**Extract provided**
***

Sometimes its obsession. I’m starting to not only learn, but accept,
that this isn’t my definition of health.
So recently, I’ve declared, “I don’t want to go back
to crossfit. Not now, or soon, or maybe even ever.” And for me,
this is a huge step. Like I said before, its not because I don’t
think crossfit is great – for some people. I just think its not
great for me and there are other ways of becoming healthy and maintaining
that health. So I’ve committed to figuring out different things
that challenge me physically, that maybe aren’t “easy”
right away, but that are what I need not only to lose weight but to help
me grow in the areas where I need it most. I need to learn commitment
without obsession. I need to learn to be calm. I need to learn BALANCE
and how to let go of my all or nothing mentality. I need to learn to slow
down instead of just going BALLs to the WALL until I collapse. I’ve
really started to accept (and trust) that strength and health and fitness
can come from less painful/dangerous/stressful places and still be AMAZING
for your body. Three months in physical therapy taught me that. My muscles
in my stomach were ruined. Separated. Weak. Now? Well, suffice it to say
I got discharged from physical therapy and I feel STRONG for the first
time in over 3 years. I feel more toned and fit than I have in a long time.
When I was doing crossfit, even when I started at the weight I am now,
I could throw this body around. I could DO the work. And I maybe would
have gone right back to it after having my daughter, but my injuries FORCED
me to slow down and I resisted that and hated it so much. But now, I am
thankful. So thankful. It has brought me to places and realizations that
I never would have reached on my own, without these injuries. And because
of those revelations I am actively working towards a HEALTHY relationship
with food (not just 100% diet compliance to whatever works). I am actively
working towards a HEALTHY relationship with exercise (not just balls to
the wall, no pain no gain, stress stress stress.) and its leading me to
great places. Next month I’m starting PiYo (pilates meets yoga)

***

(Referring expression data)
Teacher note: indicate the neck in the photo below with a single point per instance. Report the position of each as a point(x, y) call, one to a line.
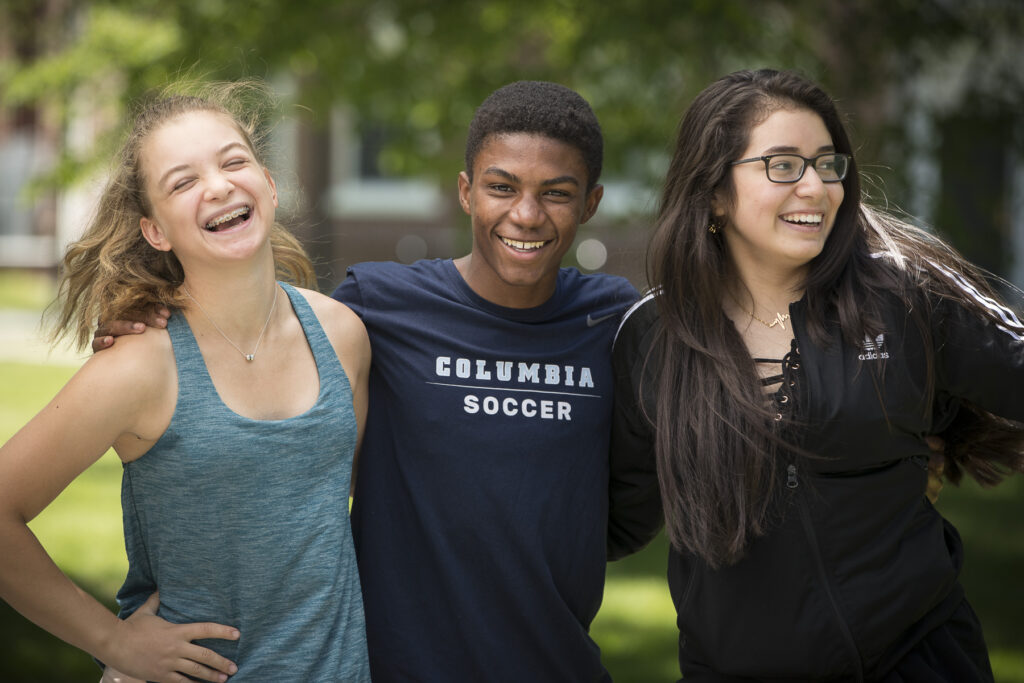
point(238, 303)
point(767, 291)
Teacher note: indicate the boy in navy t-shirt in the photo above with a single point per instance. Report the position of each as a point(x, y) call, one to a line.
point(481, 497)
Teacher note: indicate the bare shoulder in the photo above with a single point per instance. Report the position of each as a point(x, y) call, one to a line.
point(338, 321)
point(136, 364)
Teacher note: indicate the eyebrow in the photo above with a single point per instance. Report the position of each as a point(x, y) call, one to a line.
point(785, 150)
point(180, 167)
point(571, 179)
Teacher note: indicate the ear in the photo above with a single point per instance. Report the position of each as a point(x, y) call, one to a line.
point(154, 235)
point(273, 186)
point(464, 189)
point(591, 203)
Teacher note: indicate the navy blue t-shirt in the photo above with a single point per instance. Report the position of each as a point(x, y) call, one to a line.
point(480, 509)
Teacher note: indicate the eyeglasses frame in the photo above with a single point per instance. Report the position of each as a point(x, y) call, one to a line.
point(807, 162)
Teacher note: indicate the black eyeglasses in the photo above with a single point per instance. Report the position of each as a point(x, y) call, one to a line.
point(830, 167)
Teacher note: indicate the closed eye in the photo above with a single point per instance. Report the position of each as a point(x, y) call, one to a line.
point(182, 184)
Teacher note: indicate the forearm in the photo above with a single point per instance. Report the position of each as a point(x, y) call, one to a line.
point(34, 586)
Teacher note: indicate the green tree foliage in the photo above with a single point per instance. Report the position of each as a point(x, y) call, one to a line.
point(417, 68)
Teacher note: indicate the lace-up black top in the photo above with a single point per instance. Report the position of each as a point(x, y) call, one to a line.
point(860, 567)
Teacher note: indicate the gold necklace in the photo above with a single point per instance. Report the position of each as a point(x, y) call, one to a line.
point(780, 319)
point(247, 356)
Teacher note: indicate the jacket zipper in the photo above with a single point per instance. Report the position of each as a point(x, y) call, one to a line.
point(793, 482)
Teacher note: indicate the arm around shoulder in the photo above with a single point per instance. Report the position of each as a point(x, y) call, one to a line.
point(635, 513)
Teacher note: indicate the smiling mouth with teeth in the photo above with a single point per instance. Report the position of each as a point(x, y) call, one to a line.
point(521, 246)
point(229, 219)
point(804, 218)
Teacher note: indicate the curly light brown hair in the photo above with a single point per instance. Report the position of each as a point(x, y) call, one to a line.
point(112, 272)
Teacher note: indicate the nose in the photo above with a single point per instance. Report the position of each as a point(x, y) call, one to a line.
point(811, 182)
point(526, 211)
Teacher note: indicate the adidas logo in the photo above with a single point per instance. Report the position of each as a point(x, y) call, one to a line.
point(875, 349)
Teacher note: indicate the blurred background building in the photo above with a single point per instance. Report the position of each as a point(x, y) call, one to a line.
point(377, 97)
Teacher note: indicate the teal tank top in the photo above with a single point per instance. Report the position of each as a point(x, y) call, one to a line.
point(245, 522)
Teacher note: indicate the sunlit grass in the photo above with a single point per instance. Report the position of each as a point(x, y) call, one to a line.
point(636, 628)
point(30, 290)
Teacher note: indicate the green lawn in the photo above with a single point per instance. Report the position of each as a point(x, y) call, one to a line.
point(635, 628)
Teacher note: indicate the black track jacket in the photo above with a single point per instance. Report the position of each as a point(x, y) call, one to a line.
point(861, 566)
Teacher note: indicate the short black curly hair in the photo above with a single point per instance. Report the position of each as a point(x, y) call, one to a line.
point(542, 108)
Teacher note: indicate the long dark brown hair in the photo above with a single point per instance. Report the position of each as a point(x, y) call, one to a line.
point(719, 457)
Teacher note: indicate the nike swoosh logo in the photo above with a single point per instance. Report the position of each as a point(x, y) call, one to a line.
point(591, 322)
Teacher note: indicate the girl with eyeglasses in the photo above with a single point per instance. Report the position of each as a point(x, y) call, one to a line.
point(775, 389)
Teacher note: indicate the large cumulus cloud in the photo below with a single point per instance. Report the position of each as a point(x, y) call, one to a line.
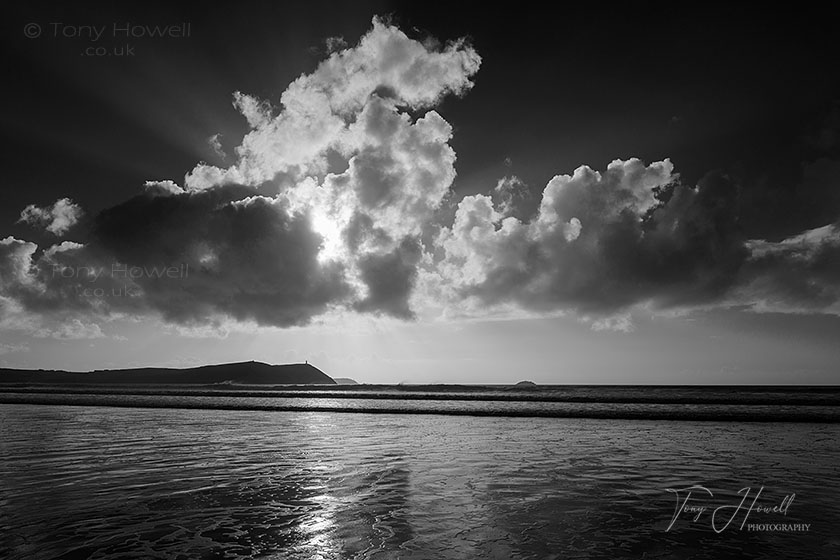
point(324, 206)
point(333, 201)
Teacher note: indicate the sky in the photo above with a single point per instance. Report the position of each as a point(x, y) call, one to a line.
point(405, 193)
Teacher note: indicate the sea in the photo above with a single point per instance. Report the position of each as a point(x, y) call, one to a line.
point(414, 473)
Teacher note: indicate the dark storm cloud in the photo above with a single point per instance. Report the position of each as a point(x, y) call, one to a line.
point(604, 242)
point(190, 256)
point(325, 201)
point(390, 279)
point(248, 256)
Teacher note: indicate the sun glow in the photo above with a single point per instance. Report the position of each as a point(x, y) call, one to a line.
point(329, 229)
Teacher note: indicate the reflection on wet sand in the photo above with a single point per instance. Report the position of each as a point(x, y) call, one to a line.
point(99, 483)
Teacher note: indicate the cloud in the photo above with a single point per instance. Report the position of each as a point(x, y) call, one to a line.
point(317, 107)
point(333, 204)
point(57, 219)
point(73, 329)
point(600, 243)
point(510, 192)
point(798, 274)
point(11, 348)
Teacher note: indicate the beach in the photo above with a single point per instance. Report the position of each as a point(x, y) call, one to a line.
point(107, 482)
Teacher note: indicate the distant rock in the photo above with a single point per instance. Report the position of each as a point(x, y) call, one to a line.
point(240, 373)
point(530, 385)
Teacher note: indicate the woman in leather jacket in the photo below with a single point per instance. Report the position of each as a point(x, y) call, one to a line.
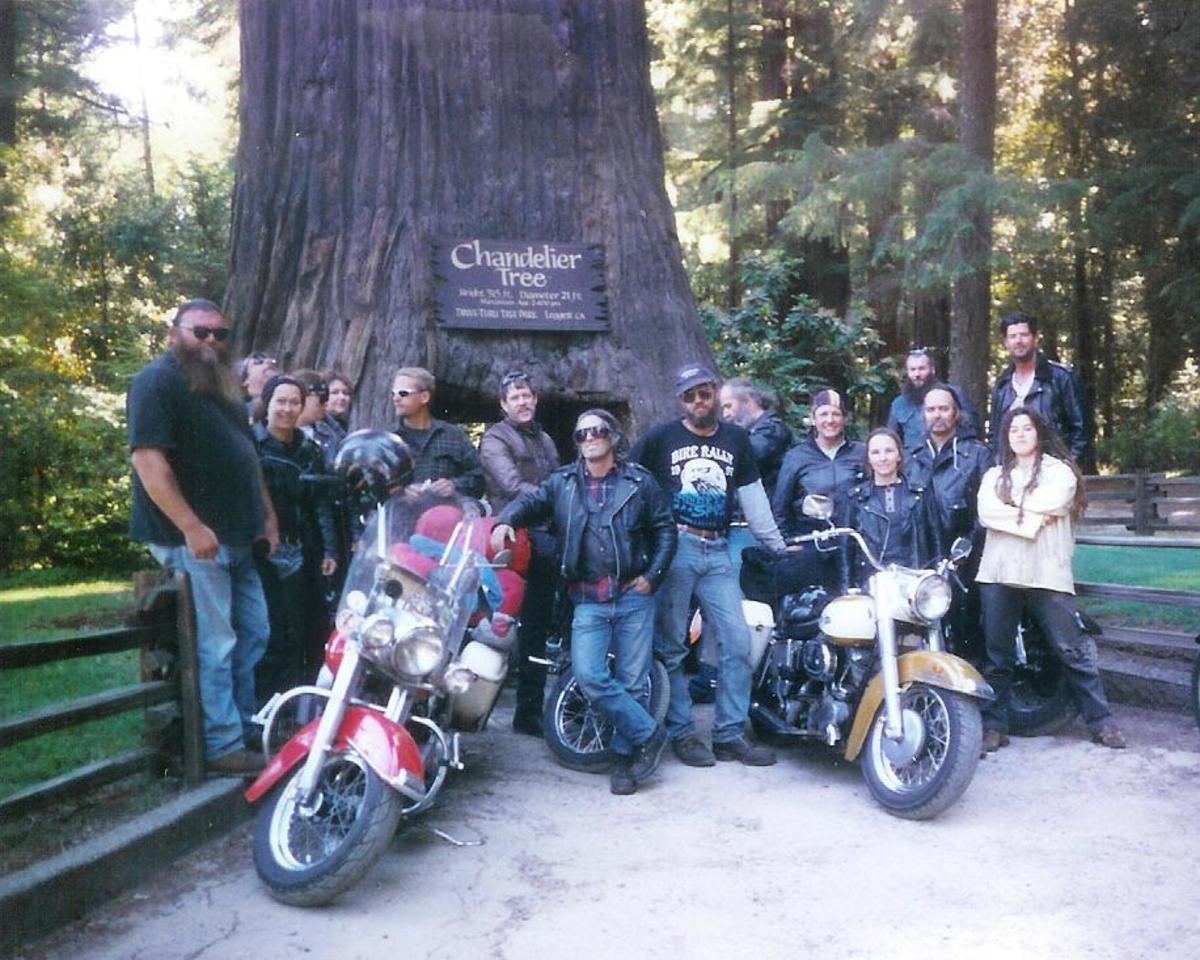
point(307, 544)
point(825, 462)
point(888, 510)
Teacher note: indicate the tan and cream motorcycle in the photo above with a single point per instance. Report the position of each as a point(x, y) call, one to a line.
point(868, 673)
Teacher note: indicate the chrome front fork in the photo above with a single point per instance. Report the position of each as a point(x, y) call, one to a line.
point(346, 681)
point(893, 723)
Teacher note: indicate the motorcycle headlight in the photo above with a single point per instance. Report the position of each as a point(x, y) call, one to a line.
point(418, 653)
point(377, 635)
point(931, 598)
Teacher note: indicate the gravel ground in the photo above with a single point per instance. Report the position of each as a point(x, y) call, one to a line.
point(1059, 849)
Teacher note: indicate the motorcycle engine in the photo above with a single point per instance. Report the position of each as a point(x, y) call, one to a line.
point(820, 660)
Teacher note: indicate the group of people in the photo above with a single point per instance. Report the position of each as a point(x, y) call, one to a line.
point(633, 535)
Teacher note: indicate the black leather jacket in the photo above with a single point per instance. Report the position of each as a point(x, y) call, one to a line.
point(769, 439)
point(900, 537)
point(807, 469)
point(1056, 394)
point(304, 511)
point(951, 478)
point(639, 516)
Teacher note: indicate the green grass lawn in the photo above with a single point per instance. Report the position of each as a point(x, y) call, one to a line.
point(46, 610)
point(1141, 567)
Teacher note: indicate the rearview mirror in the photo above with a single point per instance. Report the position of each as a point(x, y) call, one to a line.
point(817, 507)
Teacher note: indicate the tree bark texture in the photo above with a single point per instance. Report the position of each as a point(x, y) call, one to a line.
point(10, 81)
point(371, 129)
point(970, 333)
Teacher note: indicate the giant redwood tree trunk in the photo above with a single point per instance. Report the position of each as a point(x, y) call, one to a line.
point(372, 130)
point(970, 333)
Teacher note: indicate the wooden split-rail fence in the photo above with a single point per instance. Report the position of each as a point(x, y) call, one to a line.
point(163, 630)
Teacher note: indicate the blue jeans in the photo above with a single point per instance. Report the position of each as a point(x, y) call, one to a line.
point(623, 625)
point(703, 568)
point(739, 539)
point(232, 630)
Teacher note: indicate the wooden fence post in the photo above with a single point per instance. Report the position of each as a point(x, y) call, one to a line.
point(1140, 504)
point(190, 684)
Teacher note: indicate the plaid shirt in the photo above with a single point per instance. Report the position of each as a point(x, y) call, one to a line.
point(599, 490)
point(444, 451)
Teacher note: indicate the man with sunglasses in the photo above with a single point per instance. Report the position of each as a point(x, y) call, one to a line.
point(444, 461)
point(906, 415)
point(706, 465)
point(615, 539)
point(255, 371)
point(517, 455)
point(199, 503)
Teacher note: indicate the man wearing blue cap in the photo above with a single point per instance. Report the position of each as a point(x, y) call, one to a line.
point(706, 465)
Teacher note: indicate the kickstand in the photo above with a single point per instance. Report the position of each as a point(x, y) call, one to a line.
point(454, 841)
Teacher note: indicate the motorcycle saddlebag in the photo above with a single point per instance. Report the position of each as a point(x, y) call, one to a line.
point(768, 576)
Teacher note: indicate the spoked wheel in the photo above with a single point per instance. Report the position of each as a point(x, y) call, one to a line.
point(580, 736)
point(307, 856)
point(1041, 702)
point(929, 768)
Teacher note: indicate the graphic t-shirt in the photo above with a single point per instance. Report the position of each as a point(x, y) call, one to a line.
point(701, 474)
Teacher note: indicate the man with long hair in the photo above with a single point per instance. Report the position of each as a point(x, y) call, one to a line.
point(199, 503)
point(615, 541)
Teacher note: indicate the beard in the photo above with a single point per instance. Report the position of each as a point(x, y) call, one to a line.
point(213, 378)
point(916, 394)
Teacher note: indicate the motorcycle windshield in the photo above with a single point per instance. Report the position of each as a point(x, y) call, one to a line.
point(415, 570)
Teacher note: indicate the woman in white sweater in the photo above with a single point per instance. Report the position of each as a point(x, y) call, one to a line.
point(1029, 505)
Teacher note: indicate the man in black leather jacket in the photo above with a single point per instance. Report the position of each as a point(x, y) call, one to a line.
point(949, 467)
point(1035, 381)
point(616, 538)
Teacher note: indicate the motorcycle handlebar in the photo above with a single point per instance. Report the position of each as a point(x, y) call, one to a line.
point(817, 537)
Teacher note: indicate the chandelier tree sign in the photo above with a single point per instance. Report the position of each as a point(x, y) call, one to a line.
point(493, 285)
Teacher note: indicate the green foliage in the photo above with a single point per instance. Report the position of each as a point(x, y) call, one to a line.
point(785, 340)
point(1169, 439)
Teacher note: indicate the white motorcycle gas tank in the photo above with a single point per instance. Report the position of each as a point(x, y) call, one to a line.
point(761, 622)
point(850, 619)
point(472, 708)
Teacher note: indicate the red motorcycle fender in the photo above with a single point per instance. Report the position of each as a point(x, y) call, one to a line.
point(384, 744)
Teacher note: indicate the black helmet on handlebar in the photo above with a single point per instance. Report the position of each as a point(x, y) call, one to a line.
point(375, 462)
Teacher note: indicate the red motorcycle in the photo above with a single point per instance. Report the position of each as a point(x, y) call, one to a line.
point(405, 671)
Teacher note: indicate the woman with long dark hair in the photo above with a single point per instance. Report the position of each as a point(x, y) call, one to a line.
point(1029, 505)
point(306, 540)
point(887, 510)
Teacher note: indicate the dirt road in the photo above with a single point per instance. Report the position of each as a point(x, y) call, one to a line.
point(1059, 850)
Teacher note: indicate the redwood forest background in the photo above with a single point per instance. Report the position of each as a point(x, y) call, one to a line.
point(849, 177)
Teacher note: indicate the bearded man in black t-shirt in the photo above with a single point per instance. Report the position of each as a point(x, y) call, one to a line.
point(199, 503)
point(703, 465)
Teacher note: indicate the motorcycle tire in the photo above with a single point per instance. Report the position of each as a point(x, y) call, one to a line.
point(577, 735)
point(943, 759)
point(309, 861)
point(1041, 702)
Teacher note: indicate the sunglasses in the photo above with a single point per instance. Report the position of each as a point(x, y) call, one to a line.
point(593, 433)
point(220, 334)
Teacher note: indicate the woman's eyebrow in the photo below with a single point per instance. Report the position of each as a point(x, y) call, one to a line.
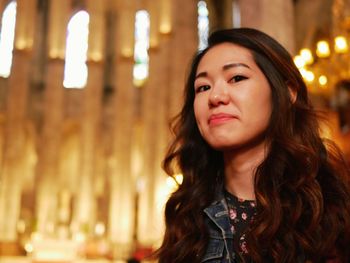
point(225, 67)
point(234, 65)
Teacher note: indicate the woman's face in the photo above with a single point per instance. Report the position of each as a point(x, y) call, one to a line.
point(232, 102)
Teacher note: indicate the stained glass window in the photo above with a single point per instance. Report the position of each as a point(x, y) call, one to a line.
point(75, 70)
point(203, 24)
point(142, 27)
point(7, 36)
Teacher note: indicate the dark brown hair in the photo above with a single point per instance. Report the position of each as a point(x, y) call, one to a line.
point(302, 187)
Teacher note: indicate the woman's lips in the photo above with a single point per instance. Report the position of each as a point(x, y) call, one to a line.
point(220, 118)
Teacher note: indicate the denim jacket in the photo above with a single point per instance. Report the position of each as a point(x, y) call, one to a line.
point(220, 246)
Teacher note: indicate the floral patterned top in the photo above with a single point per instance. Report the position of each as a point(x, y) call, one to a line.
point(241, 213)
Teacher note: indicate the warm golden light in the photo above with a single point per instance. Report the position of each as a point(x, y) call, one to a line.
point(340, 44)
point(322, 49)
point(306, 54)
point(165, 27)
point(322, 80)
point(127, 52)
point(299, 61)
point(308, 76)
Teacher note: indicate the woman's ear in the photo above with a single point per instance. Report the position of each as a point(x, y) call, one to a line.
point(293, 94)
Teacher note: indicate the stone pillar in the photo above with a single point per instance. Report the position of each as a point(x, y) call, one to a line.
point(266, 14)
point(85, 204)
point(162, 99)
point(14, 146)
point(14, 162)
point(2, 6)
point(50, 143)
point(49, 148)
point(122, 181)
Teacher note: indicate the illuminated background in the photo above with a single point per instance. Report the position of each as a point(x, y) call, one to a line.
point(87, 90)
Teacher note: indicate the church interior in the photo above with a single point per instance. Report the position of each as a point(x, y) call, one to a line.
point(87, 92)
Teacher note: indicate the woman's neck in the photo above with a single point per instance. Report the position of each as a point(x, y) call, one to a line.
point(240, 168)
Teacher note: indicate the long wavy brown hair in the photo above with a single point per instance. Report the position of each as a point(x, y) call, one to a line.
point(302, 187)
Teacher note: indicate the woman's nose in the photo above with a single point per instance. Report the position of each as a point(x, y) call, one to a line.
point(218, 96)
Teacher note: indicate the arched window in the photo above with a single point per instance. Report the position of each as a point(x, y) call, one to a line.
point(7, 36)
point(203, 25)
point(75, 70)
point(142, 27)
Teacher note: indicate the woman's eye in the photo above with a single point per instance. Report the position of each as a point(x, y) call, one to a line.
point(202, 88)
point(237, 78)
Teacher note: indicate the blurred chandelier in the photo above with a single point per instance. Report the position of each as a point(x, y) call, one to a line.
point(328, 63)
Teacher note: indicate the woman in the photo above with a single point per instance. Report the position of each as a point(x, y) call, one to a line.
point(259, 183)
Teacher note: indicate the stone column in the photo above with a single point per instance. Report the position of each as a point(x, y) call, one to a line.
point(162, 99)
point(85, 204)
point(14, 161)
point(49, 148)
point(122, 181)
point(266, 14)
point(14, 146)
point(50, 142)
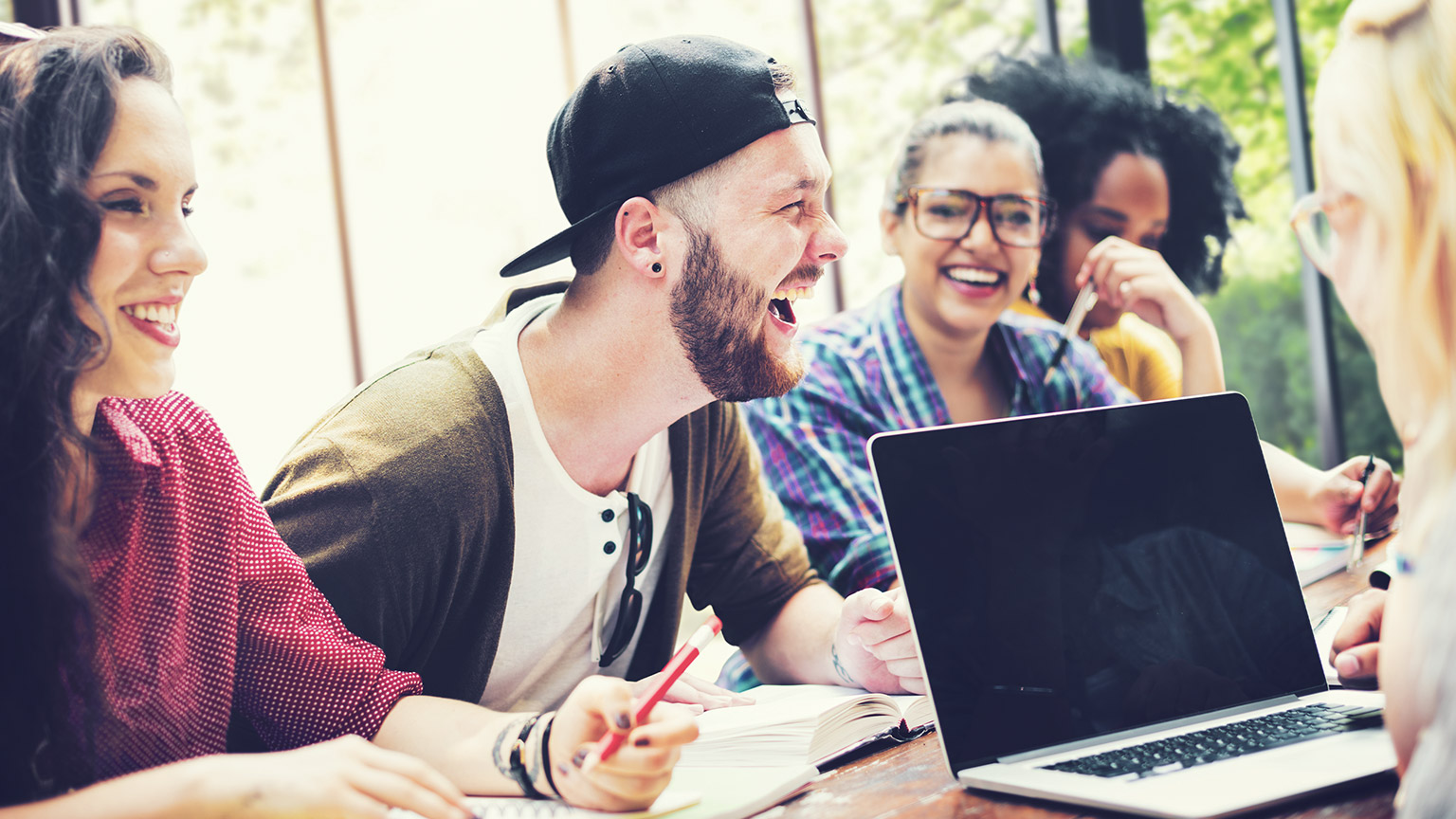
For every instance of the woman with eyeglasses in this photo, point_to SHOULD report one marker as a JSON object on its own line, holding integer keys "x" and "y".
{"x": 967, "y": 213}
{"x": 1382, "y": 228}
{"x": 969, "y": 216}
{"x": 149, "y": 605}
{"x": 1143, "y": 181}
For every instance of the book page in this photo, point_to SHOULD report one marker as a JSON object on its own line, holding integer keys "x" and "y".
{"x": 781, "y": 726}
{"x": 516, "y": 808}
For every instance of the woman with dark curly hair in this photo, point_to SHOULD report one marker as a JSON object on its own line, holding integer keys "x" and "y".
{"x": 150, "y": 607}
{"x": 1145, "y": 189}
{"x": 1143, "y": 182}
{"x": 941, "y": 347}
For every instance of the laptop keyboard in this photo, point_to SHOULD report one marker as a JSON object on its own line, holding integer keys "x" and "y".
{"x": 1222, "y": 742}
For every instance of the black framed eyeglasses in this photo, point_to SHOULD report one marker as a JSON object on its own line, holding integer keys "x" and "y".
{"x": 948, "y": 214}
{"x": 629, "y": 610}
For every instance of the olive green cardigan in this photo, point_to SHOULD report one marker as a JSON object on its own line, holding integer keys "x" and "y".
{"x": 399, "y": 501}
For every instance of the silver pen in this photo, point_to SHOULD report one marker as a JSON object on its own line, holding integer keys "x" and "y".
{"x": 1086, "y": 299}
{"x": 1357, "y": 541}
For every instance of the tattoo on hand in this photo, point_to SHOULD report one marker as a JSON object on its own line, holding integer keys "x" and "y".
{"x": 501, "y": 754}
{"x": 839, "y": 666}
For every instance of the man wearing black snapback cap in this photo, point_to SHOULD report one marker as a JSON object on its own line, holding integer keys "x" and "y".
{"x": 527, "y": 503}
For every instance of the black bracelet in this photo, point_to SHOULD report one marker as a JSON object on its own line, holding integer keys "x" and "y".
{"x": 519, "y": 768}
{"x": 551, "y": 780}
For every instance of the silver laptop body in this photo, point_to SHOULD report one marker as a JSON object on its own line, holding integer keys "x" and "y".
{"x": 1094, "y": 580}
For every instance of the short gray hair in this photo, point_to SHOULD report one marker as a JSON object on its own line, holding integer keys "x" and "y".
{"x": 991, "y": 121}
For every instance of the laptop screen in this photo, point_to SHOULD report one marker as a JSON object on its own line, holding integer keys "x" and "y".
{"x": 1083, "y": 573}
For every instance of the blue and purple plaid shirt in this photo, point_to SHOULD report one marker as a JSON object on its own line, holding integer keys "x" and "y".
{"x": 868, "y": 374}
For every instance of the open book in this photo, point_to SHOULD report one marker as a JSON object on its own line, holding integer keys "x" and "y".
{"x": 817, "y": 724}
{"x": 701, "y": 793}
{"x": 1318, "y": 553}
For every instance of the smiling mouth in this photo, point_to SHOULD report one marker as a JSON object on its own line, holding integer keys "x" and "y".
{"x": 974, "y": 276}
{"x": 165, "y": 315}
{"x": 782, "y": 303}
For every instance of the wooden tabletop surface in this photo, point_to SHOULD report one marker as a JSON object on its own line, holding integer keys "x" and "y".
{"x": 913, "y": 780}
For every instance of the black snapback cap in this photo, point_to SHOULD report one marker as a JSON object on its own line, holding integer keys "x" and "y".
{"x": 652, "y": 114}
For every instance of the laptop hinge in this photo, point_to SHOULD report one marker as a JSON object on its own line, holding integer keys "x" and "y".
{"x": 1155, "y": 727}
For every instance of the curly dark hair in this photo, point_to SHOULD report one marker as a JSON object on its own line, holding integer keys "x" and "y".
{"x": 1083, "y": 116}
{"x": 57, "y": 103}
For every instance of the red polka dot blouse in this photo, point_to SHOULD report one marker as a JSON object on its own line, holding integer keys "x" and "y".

***

**Assigned task 1**
In the passage about stepping away from crossfit, how long did the writer spend in physical therapy?
**Assigned task 2**
Say whether each statement agrees with the passage about stepping away from crossfit, answering yes or no and quoting the deciding words: (a) The writer plans to return to crossfit soon. (b) The writer was discharged from physical therapy. (c) The writer's injuries forced a slowdown.
**Assigned task 3**
Please carry the passage about stepping away from crossfit forward from its last words, "Next month I’m starting PiYo (pilates meets yoga)".
These rows have no connection to the passage about stepping away from crossfit.

**Task response 1**
Three months.

**Task response 2**
(a) No: "I don’t want to go back to crossfit. Not now, or soon, or maybe even ever."
(b) Yes: "I got discharged from physical therapy"
(c) Yes: "my injuries FORCED me to slow down"

**Task response 3**
because its GENTLE and HARD but healthier (for me). I’m working
on changing my attitude every day about how I look at fitness and exercise.
I don’t want to just go to the gym, work crazy hard, collapse, and
be done for the day. I want to center. I want to improve balance and strength
so that throughout my whole day I notice my new level of fitness. I want
to do PiYo, yes, but also I want to hike, walk, swim, bike, stretch, climb,
all of it. Those are the things that I CRAVE to do, and somehow it never
occurred to me on my “health journey” to make those things
part of my ROUTINE. Incorporating those things will make me both FIT and FUFILLED.
There are two MAJOR differences between this new leg of my journey to health
and my previous journey (pre-pregnancy and pre-bariatric program). One
is that this new journey is SLOWER. My last experience, at 3 months in,
I had lost about 45 pounds. I was on a roll. It was immediate, non stop
results. And while part of me wishes this could be instantaneous (I have
NO patience!) this SLOW process is what has allowed for the second major
difference and that is REAL growth. Mentally, emotionally, physically.
I’m growing as a person. I’m learning. I’m changing.
And to me, the slower pace is really worth all that because the lessons
I firmly believe the lessons I’m learning (accepting, tripping over,
struggling with etc) are so very valuable and they are the pieces of the
puzzle that will make this a life-long change instead of a “quick
fix.” I am not just changing my body this time, but all of me, and
that makes every struggle I have had in getting here, and every tough
growing pain during pre-op so worth it.